**Stated task:** Pull out every line of the records that contains the string "roof", treating uppercase and lowercase as different.

▶

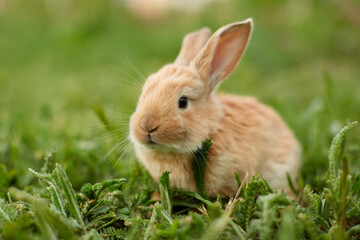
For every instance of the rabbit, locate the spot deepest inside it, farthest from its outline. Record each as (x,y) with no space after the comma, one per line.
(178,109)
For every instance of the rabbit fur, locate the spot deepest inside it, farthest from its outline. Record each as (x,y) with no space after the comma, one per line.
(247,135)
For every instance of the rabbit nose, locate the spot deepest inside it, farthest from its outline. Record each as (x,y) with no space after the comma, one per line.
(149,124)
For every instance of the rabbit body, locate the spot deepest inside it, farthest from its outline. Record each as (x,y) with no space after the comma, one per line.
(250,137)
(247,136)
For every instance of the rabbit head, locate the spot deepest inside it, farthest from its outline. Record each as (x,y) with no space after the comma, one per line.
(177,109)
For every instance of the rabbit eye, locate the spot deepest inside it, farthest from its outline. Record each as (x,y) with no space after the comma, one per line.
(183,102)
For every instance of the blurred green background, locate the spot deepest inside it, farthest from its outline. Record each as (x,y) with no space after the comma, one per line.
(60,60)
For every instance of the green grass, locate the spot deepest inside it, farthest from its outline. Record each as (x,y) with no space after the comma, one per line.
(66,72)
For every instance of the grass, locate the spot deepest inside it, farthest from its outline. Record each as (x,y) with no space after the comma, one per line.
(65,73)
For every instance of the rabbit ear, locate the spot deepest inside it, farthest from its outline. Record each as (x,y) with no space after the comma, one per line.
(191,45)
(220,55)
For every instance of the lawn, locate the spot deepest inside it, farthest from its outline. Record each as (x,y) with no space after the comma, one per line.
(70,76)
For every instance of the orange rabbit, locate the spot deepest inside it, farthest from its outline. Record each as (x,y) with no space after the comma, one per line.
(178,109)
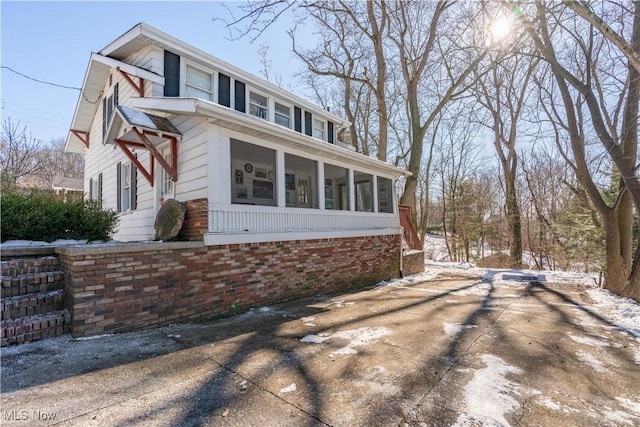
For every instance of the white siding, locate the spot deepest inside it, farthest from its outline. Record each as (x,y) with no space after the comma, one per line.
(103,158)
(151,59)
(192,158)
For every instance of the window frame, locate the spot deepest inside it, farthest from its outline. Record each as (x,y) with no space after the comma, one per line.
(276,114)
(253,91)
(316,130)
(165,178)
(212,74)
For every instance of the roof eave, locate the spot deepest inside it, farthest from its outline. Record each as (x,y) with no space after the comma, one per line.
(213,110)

◀
▶

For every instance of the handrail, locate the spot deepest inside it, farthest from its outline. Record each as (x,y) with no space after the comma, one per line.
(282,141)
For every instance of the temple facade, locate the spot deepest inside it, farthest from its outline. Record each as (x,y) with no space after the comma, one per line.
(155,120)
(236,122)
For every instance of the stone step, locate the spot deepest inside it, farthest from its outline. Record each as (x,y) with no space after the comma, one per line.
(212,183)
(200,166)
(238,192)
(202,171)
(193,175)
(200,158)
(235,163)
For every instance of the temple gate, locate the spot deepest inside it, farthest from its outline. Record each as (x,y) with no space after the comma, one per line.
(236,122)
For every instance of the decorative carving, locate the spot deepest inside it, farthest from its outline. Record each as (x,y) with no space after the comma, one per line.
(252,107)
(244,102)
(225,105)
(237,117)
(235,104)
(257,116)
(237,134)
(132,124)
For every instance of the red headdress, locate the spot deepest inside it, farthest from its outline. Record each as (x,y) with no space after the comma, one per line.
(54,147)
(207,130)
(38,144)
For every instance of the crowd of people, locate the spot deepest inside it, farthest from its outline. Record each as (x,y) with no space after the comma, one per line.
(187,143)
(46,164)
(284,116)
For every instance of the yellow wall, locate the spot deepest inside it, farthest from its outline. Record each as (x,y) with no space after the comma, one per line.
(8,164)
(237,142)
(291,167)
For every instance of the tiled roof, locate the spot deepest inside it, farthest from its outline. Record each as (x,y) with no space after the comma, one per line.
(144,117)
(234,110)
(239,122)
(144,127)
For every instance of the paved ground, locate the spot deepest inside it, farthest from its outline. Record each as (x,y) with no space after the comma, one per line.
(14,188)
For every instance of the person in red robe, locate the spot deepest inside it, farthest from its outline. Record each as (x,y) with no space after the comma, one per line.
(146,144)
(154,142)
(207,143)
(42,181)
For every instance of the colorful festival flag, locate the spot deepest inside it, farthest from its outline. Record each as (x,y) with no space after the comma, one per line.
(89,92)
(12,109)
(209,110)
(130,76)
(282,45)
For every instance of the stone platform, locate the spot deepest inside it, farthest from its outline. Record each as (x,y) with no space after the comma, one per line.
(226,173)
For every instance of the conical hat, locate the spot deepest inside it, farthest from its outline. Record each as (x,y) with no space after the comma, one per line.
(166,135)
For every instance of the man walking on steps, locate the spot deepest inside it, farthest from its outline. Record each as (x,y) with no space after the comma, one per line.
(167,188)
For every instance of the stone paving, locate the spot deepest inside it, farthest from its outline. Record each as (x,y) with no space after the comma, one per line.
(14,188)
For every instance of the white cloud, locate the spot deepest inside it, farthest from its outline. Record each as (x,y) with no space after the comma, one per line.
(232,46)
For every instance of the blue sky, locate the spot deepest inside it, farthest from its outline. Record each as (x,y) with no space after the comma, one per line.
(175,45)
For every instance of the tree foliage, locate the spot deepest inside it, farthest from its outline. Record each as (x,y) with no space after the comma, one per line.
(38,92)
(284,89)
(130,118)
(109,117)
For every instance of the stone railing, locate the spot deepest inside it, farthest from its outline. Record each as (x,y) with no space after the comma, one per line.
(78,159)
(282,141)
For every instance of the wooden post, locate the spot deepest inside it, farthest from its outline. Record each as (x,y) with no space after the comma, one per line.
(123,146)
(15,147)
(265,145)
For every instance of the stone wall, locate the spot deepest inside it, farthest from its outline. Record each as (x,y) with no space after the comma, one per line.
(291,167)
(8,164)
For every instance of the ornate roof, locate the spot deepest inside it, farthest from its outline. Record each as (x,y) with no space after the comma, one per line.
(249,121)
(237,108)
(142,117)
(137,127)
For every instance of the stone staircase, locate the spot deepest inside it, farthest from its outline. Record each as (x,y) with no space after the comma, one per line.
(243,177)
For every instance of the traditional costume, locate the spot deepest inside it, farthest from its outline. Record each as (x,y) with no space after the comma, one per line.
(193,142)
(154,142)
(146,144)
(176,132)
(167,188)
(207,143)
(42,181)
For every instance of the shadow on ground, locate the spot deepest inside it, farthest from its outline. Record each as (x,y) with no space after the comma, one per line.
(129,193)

◀

**Worked solution:**
For every instance of the roof eave, locate the spot deepest inside it, farthest from its outline. Record each as (x,y) with no space after the comma, one per line.
For every instance of the tiled roof, locate the spot deepest inside it, farthest from its outline. Record each as (x,y) with no space after the comma, one per line.
For every instance of the ornate roof, locate the spot deepest inside it, farthest from its outline. Record each as (x,y) with no space after the comma, one per line.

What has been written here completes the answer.